**Document text**
========================================

There is one other bug fix to address the message coalescing bug. The
rest is the BTL RDMA revamp.

If there is a need I can probably pull those out and apply them to
master sooner than SC.

-Nathan

On Tue, Nov 04, 2014 at 10:11:26PM +0000, Jeff Squyres (jsquyres) wrote:
> It sounds like this fix should be merged in soon.
> 
> Nathan: are your other changes bug fixes, or part of your BTL revamp branch?
> 
> 
> On Nov 4, 2014, at 5:06 PM, Steve Wise <sw...@opengridcomputing.com> wrote:
> 
> > Ok, sounds like I should let you continue the good work! :)  When do you 
> > plan to merge this into ompi proper?
> > 
> > 
> > On 11/4/2014 3:58 PM, Nathan Hjelm wrote:
> >> That certainly addresses part of the problem. I am working on a complete
> >> revamp of the btl RDMA interface. It contains this fix:
> >> 
> >> 
> >> https://github.com/hjelmn/ompi/commit/66fa429e306beb9fca59da0a4554e9b98d788316
> >> 
> >> 
> >> -Nathan
> >> 
> >> On Tue, Nov 04, 2014 at 03:27:23PM -0600, Steve Wise wrote:
> >> 
> >>> I found the bug.  Here is the fix:
> >>> 
> >>> [root@stevo1 openib]# git diff
> >>> diff --git a/opal/mca/btl/openib/btl_openib_component.c
> >>> b/opal/mca/btl/openib/btl_openib_component.c
> >>> index d876e21..8a5ea82 100644
> >>> --- a/opal/mca/btl/openib/btl_openib_component.c
> >>> +++ b/opal/mca/btl/openib/btl_openib_component.c
> >>> @@ -1960,9 +1960,8 @@ static int init_one_device(opal_list_t *btl_list,
> >>> struct ibv_device* ib_dev)
> >>>          }
> >>> 
> >>>          /* If the MCA param was specified, skip all the checks */
> >>> -        if ( MCA_BASE_VAR_SOURCE_COMMAND_LINE ||
> >>> -                MCA_BASE_VAR_SOURCE_ENV ==
> >>> -            mca_btl_openib_component.receive_queues_source) {
> >>> +        if (MCA_BASE_VAR_SOURCE_COMMAND_LINE ==
> >>> mca_btl_openib_component.receive_queues_source||
> >>> +            MCA_BASE_VAR_SOURCE_ENV ==
> >>> mca_btl_openib_component.receive_queues_source) {
> >>>              goto good;
> >>>          }
> >>> 
> >>> 
> >>> On 11/4/2014 3:08 PM, Nathan Hjelm wrote:
> >>> 
> >>>> I have run into the issue as well. I will open a pull request for 1.8.4
> >>>> as part of a patch fixing the coalescing issues.

========================================

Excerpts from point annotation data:
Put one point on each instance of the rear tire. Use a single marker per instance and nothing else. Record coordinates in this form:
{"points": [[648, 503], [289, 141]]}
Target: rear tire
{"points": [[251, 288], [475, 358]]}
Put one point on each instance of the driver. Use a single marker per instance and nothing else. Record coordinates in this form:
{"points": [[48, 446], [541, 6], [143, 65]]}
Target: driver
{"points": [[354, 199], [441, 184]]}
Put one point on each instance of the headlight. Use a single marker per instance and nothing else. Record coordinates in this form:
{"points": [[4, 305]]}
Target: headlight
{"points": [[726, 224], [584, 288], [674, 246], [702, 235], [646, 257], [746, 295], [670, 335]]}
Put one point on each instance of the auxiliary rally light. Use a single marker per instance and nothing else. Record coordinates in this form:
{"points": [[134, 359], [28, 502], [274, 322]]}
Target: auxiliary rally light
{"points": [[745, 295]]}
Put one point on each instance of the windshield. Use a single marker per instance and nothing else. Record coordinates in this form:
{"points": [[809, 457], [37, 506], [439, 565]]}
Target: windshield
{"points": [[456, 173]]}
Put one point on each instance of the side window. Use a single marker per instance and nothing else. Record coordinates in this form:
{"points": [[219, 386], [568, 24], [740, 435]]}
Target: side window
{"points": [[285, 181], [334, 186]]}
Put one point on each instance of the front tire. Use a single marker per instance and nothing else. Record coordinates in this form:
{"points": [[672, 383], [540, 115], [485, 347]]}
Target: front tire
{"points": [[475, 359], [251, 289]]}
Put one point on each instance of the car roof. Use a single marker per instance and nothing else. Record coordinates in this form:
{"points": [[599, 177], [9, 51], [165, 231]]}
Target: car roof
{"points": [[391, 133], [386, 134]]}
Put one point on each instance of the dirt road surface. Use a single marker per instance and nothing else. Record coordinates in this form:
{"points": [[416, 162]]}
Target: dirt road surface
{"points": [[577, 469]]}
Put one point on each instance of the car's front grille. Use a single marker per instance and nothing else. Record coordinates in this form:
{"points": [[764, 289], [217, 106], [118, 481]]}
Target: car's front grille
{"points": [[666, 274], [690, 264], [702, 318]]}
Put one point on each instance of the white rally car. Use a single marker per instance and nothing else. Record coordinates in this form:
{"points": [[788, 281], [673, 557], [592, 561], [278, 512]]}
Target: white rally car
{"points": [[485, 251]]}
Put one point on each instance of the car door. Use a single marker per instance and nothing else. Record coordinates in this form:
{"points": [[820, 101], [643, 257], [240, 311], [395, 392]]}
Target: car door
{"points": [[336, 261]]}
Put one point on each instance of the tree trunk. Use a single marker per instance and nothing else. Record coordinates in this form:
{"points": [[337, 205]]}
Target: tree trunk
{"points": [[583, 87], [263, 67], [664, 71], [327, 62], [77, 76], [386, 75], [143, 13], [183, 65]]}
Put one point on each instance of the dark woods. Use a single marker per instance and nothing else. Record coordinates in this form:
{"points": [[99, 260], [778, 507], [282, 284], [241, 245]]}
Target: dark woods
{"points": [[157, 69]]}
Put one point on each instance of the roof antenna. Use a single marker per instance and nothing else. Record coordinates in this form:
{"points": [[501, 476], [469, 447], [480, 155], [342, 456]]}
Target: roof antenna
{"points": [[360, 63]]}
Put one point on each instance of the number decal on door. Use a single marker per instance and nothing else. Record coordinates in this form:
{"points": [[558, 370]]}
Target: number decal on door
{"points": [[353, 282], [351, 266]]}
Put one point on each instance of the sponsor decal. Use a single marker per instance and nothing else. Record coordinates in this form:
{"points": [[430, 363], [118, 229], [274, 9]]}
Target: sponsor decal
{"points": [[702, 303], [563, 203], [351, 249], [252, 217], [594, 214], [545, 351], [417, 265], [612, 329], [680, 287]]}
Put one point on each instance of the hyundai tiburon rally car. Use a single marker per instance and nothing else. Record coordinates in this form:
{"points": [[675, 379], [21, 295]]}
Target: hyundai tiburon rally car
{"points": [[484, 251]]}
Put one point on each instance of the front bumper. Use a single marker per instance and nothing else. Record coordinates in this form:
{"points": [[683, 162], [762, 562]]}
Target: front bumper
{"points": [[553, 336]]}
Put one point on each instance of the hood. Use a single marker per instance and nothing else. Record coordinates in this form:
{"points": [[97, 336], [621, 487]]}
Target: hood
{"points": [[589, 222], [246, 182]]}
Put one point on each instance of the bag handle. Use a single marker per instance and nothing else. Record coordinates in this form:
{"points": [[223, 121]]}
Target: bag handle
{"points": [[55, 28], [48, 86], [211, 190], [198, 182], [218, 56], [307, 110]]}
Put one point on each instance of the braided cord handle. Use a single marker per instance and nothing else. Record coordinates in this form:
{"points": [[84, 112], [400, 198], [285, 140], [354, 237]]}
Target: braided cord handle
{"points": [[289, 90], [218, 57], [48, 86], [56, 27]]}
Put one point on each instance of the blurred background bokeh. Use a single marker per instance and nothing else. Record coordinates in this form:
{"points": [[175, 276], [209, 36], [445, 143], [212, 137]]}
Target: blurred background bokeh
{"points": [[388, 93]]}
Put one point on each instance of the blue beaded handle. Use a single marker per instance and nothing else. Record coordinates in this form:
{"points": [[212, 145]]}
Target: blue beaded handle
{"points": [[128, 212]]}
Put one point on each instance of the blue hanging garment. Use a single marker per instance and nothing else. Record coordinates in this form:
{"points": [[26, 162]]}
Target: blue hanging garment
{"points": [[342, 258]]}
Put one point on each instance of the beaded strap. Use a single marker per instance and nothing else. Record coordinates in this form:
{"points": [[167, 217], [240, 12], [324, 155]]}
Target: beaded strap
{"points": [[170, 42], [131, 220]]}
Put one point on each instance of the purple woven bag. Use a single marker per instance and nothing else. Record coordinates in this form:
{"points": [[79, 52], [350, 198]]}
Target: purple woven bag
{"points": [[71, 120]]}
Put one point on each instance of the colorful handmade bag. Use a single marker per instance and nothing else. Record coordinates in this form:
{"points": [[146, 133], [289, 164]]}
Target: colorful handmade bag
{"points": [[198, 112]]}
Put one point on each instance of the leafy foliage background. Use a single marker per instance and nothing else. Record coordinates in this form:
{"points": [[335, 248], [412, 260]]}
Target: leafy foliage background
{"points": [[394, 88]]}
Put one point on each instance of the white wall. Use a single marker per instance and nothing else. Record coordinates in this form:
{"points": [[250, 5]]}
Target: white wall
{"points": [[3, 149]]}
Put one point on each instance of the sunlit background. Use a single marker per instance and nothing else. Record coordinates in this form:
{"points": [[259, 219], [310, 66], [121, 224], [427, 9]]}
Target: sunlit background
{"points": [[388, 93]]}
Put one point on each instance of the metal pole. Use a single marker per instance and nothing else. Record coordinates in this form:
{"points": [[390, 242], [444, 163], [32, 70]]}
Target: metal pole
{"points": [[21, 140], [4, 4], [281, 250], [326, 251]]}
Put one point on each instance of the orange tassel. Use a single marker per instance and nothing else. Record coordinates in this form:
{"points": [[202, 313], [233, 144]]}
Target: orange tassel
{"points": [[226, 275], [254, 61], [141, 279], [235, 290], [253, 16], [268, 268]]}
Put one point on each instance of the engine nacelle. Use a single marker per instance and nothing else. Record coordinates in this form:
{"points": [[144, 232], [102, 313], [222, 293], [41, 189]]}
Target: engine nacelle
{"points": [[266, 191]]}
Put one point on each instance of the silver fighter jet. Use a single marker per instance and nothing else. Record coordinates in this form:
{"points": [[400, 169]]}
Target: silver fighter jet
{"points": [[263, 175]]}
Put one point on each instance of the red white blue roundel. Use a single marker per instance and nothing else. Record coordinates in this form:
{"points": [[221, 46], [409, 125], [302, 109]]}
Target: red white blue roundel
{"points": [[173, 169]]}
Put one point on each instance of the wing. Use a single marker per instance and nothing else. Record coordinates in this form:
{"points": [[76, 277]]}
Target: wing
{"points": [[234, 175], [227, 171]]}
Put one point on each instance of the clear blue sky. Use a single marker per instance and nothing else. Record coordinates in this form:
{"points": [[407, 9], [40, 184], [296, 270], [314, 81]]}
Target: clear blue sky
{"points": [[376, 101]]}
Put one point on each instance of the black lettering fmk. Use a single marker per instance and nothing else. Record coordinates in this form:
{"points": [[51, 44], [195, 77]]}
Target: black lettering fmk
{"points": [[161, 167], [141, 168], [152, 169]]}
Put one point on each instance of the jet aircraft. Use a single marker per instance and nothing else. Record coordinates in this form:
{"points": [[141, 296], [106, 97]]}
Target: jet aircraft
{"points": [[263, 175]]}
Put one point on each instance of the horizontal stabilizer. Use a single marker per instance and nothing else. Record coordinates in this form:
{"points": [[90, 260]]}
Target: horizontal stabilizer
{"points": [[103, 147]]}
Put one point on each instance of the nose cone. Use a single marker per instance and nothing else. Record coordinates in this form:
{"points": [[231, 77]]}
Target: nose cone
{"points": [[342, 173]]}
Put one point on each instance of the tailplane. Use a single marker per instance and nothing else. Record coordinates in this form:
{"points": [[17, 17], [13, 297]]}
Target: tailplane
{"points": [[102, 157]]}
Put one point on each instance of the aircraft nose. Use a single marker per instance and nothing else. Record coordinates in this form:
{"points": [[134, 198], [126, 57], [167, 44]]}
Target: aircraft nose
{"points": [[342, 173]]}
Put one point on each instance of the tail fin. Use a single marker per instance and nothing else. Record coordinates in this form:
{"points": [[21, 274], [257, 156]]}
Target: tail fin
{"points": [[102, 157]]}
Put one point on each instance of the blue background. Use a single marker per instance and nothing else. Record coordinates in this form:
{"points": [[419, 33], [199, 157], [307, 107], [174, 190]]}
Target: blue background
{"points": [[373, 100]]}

========================================

**Work to complete**
1. In the email thread, which source file does Steve Wise's fix modify?
2. Update the listing from the line with "Put one point on each instance of the blue background." through its end by replacing "blue background" with "sky background", and leave everything else unchanged. Give only those lines.
The email thread and the listing are unrelated material.

**Task solutions**
1. opal/mca/btl/openib/btl_openib_component.c

2.
Put one point on each instance of the sky background. Use a single marker per instance and nothing else. Record coordinates in this form:
{"points": [[419, 33], [199, 157], [307, 107], [174, 190]]}
Target: sky background
{"points": [[373, 100]]}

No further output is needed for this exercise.